Re: Search accuracy

Ellen M Voorhees (ellen@scr.siemens.com)
Fri, 5 Apr 1996 07:59:11 -0500 (EST)


> >All in all, I prefer approaches like PLS' where the document is
> >subjected to a statistical analysis, one where each word is
> >indexed as well as its relationship with all the other words in
> >the document. Along with the standard arsenal of boolean,
> >fielded, and adjacency search features, I feel this represents a
> >very reasonable "middle-ground" for the typical searcher.
>
> I think you're saying two things at once here -- statistical analysis
> helps, but a variety of algorithms/operators is important. This would
> seem to be quite true; as was said here earlier, the more evidence, the
> better. Statistic analysis (aside from its indexing speed and size issues)
> is done on a corpus, not individual documents. This presents the problem
> of combining search results from multiple corpuses. That's not an issue
> until you try to leverage search across a bunch of indexes whose corpuses
> have different co-occuring word frequencies. We find that customers don't
> generally turn on our statistical operators when they're available. Do you
> get better search results with co-occurring word search ("concept") search
> turned on?

DATA LINES =
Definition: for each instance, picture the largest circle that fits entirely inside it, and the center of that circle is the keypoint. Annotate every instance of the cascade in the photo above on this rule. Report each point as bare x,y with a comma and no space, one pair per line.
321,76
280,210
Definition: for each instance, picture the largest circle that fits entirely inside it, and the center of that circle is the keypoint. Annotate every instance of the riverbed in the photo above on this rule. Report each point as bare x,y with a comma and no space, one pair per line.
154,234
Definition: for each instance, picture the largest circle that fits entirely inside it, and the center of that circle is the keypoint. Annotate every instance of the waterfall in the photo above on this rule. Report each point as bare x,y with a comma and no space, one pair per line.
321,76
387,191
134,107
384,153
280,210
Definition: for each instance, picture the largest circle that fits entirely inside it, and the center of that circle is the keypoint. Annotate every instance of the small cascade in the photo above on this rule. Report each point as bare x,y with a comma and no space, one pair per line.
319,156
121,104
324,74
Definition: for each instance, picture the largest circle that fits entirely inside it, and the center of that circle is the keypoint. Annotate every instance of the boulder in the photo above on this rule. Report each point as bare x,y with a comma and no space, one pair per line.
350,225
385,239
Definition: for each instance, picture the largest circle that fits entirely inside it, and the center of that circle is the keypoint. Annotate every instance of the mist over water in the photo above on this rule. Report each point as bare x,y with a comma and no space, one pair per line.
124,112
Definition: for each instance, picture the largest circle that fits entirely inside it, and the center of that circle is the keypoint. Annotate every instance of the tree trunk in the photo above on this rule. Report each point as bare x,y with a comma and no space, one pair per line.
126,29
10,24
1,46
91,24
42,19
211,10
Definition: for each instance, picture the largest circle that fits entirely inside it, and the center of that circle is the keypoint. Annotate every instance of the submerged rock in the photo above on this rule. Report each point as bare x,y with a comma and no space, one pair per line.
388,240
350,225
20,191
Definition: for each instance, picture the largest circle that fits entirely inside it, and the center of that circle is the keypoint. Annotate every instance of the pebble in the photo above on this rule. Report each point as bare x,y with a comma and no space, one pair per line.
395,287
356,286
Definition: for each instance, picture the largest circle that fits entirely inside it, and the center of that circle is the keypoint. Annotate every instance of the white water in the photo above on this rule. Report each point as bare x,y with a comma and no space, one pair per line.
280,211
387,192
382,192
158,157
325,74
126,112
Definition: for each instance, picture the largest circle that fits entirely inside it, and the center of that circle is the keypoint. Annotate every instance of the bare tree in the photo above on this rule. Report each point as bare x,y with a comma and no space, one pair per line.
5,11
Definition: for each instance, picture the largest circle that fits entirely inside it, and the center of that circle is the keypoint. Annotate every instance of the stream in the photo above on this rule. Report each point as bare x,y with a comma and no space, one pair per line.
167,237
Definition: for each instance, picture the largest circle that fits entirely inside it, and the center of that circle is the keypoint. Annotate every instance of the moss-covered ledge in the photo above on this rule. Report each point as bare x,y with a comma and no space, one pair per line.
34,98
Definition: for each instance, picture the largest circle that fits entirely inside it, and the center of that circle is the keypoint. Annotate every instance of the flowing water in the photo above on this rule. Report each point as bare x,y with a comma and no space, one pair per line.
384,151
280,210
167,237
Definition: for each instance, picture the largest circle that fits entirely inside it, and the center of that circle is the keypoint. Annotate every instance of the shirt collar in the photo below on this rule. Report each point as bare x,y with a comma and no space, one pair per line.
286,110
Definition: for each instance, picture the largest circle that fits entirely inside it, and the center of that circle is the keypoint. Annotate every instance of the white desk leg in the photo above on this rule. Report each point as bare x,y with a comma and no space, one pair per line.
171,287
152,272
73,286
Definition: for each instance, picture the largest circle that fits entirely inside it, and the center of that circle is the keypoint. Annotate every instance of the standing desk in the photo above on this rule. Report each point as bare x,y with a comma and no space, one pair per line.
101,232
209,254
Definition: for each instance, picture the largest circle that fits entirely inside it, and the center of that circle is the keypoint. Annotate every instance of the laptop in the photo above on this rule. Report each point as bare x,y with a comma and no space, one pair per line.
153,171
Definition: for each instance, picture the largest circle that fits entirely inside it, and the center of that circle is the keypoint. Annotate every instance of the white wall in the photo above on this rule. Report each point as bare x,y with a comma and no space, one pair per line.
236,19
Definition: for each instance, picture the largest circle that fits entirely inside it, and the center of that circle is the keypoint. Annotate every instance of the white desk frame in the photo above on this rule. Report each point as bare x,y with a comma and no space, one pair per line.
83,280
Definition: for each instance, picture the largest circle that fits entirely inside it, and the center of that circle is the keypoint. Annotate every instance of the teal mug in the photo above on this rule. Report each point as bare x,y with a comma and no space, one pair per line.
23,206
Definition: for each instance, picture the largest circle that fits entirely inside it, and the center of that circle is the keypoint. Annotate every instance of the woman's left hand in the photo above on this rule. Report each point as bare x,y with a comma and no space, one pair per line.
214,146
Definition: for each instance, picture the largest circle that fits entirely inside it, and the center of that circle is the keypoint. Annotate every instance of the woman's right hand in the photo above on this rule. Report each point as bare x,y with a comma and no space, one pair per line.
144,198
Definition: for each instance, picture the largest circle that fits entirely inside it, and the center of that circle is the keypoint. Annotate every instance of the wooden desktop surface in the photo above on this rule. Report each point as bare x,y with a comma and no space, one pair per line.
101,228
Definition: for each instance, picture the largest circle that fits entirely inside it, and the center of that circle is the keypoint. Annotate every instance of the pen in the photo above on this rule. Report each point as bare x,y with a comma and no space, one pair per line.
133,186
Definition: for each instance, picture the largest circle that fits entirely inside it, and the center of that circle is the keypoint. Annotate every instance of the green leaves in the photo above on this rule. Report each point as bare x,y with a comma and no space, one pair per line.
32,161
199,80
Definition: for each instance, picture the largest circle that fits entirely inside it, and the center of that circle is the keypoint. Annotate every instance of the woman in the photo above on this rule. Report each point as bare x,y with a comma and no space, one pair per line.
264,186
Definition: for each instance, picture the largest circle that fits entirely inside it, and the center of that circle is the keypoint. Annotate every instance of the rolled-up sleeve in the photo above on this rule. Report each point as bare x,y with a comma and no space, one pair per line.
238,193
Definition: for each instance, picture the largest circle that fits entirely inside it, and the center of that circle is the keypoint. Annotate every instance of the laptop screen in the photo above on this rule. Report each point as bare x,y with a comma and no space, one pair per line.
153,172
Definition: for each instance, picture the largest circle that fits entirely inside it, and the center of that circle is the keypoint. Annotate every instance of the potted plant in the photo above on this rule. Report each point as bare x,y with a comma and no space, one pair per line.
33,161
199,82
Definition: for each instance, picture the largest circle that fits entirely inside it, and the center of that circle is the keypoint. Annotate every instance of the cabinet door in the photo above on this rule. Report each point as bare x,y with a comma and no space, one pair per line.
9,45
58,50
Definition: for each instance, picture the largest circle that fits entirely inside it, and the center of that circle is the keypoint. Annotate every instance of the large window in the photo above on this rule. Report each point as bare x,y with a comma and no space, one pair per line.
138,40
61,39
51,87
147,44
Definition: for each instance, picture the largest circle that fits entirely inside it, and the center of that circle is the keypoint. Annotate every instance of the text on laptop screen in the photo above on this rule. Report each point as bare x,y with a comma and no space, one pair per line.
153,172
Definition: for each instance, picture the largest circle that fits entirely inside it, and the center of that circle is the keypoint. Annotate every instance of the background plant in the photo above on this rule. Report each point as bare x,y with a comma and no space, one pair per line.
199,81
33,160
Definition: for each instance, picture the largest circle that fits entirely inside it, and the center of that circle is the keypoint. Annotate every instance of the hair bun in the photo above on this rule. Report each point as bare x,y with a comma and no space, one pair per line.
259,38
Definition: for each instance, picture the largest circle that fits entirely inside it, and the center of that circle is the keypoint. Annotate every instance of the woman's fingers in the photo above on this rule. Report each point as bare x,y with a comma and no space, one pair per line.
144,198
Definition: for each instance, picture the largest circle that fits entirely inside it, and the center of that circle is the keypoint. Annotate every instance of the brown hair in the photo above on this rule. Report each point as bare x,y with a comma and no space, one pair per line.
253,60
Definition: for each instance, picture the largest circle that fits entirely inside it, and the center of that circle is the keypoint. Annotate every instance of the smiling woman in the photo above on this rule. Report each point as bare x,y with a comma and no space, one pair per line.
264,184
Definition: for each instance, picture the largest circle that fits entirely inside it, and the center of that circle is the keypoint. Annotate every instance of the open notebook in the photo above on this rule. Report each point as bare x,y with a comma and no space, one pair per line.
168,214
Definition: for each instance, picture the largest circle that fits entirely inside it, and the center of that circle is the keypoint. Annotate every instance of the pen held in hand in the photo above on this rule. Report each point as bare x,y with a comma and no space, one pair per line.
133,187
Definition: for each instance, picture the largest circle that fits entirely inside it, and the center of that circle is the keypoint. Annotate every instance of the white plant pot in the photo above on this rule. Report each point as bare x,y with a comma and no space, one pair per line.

WRITTEN EXERCISE 1 = In the message on search accuracy, why does statistical analysis make it hard to combine search results from several indexes? Answer in one to three sentences.
WRITTEN EXERCISE 2 =
Answer these questions from the message on search accuracy.
(a) Whose name and email address appear in the header?
(b) Whose approach does the innermost quoted passage prefer?
(c) What do customers generally not turn on, according to the writer of the reply?
The rows have no connection to the search accuracy message.

EXERCISE RESULT 1 = Statistical analysis is done on a whole corpus rather than on individual documents. When a search spans several indexes whose corpuses have different co-occurring word frequencies, the results are hard to combine.

EXERCISE RESULT 2 =
(a) Ellen M Voorhees, ellen@scr.siemens.com
(b) PLS'
(c) The statistical operators, when they're available